**The input**
====
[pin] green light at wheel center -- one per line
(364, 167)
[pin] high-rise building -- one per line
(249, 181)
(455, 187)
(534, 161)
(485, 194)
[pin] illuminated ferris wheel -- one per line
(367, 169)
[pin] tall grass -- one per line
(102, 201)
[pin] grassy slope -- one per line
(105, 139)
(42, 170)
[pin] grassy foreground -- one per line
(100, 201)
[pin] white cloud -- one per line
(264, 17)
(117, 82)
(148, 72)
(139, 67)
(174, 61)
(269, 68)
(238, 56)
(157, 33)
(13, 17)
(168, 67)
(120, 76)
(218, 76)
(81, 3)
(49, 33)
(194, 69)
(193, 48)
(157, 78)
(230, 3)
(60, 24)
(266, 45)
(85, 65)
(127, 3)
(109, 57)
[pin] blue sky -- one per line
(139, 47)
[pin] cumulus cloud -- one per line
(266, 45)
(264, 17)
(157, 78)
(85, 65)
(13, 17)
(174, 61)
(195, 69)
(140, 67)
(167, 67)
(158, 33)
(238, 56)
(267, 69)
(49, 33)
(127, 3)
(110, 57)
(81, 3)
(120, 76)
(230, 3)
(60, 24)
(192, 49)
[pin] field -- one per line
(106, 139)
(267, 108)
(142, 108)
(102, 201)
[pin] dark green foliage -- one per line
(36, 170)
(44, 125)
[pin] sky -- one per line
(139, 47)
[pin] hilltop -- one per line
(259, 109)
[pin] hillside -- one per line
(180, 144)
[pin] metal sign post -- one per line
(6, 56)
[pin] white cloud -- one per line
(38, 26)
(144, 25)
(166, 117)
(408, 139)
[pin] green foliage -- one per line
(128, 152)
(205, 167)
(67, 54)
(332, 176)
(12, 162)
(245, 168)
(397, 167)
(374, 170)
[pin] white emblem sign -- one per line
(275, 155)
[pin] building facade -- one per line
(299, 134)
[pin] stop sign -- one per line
====
Beginning from the line that contains "[pin] field -- one per line", give each line again exactly, through the final line of the records.

[pin] field -- one per line
(106, 139)
(267, 108)
(142, 108)
(102, 201)
[pin] dark green foliage -- one per line
(36, 170)
(44, 125)
[pin] sky -- one per line
(139, 47)
[pin] hilltop -- one per line
(259, 109)
[pin] hillside -- one per line
(180, 144)
[pin] metal sign post -- one per line
(6, 56)
[pin] white cloud -- one per line
(38, 26)
(144, 25)
(166, 117)
(408, 139)
[pin] green foliage -- one per line
(128, 152)
(205, 167)
(67, 54)
(332, 176)
(12, 162)
(245, 168)
(397, 167)
(374, 170)
[pin] white emblem sign -- one per line
(275, 155)
[pin] building facade -- one per line
(299, 134)
[pin] stop sign -- one per line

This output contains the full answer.